◆ TO DO: Please repeat, without alteration, the line containing "Where can you find the wet" and every line that follows it to the end of the entries below, and only those lines.

◆ SUPPLIED RECORDS:

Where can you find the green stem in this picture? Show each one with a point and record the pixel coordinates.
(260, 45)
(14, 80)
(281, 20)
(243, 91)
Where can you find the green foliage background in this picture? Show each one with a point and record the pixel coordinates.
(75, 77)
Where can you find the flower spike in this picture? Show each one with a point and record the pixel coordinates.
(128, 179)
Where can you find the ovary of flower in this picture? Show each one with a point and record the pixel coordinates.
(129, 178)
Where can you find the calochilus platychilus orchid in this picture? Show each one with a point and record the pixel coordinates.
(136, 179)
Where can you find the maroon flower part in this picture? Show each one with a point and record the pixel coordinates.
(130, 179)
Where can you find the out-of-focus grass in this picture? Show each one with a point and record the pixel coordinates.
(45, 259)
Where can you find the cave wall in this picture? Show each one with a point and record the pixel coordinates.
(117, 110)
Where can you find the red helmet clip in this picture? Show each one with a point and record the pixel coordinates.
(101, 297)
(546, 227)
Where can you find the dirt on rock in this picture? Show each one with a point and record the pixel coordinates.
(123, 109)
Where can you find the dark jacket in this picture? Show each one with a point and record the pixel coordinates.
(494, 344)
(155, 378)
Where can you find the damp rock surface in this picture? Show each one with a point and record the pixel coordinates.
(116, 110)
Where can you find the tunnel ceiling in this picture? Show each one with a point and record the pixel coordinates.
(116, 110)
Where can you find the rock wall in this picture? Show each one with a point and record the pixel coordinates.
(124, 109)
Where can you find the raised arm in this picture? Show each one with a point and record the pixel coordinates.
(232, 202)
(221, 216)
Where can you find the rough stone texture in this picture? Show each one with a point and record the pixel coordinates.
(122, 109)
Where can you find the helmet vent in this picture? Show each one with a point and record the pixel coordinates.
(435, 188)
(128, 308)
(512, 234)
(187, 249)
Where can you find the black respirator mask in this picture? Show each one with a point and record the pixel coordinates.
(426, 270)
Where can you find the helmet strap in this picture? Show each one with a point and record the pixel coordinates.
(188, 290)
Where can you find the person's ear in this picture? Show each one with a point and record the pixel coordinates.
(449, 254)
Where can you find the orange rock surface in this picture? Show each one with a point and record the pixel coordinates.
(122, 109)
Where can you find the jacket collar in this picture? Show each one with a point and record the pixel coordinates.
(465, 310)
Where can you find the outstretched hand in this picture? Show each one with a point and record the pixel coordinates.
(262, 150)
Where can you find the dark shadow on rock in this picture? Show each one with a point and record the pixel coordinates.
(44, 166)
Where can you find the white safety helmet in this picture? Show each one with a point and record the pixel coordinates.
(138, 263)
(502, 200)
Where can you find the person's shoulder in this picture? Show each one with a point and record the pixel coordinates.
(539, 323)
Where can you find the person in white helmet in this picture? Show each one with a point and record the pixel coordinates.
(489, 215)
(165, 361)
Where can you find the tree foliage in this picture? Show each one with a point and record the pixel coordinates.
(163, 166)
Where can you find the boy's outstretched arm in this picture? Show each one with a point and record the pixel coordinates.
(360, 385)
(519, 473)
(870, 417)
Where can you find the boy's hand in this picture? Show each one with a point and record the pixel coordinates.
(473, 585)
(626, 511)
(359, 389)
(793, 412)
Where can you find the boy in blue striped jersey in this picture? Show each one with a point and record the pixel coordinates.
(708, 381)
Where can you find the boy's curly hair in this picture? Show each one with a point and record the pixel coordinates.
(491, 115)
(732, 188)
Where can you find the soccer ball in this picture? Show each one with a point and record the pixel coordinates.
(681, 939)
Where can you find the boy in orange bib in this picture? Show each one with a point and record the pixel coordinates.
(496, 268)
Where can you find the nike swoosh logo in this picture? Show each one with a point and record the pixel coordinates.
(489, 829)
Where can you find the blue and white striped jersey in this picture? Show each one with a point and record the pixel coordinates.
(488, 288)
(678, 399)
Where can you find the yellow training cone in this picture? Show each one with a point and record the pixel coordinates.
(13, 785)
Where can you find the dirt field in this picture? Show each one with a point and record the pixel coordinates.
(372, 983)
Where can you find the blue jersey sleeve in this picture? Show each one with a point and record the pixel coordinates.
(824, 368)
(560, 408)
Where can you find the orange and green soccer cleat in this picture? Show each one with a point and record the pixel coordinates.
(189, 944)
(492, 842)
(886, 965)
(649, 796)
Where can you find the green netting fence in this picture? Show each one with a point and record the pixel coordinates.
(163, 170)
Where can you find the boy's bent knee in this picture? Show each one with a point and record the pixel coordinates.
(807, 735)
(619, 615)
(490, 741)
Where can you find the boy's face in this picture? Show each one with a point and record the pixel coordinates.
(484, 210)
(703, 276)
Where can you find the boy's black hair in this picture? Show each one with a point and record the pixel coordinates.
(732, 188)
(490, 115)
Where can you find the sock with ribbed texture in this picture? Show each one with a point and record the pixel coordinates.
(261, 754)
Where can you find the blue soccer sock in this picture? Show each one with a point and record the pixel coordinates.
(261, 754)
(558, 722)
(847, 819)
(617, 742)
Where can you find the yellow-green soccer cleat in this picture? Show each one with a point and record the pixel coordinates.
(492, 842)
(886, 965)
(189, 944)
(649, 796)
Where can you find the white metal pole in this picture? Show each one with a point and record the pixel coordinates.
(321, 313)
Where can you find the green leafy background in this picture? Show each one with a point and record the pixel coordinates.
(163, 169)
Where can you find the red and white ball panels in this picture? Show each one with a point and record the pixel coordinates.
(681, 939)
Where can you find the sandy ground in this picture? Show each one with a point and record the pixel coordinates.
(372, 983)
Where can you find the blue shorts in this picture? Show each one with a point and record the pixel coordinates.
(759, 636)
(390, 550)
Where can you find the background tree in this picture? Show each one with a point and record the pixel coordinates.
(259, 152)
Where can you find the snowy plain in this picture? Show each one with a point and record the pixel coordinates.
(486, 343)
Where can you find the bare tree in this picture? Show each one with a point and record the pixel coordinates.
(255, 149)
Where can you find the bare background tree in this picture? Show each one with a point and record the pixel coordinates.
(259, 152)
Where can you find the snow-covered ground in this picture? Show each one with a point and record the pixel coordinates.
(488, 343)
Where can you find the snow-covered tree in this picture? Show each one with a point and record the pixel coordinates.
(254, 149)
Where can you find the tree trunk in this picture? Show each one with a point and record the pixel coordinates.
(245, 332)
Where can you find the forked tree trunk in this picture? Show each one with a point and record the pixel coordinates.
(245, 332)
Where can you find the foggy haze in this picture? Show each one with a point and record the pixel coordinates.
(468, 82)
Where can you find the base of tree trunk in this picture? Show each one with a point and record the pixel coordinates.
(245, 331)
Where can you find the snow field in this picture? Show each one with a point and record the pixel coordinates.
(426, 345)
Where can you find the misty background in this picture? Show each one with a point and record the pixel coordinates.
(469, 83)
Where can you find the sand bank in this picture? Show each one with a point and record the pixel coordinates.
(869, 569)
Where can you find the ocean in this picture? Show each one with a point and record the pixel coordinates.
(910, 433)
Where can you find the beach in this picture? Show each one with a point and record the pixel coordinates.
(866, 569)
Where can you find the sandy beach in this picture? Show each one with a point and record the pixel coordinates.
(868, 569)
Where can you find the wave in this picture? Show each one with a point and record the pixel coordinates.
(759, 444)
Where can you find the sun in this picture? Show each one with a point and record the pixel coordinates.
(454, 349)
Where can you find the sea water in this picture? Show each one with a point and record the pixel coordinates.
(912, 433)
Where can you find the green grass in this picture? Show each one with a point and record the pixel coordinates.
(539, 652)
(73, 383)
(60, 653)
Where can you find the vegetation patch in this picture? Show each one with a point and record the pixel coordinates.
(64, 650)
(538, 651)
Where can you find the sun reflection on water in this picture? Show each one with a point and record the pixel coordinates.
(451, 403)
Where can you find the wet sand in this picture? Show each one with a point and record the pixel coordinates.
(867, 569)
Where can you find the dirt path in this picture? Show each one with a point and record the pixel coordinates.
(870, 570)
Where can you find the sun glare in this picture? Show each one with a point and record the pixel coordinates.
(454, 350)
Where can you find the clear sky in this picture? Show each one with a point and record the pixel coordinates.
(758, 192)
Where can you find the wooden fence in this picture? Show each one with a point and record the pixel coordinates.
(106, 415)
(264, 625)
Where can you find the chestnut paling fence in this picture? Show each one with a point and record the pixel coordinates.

◆ COMPLETED EXERCISE:
Where can you find the wet sand in this picture? Show each one with a point and record the pixel coordinates.
(867, 569)
Where can you find the dirt path in this picture? Show each one with a point and record the pixel coordinates.
(870, 570)
Where can you find the sun glare in this picture? Show each one with a point and record the pixel coordinates.
(454, 350)
Where can you find the clear sky in this picture? Show each one with a point and record the pixel coordinates.
(758, 192)
Where can you find the wooden fence in this picture? Show each one with a point and record the pixel coordinates.
(106, 415)
(264, 625)
Where can you find the chestnut paling fence in this picture? Show each one with a point and record the pixel coordinates.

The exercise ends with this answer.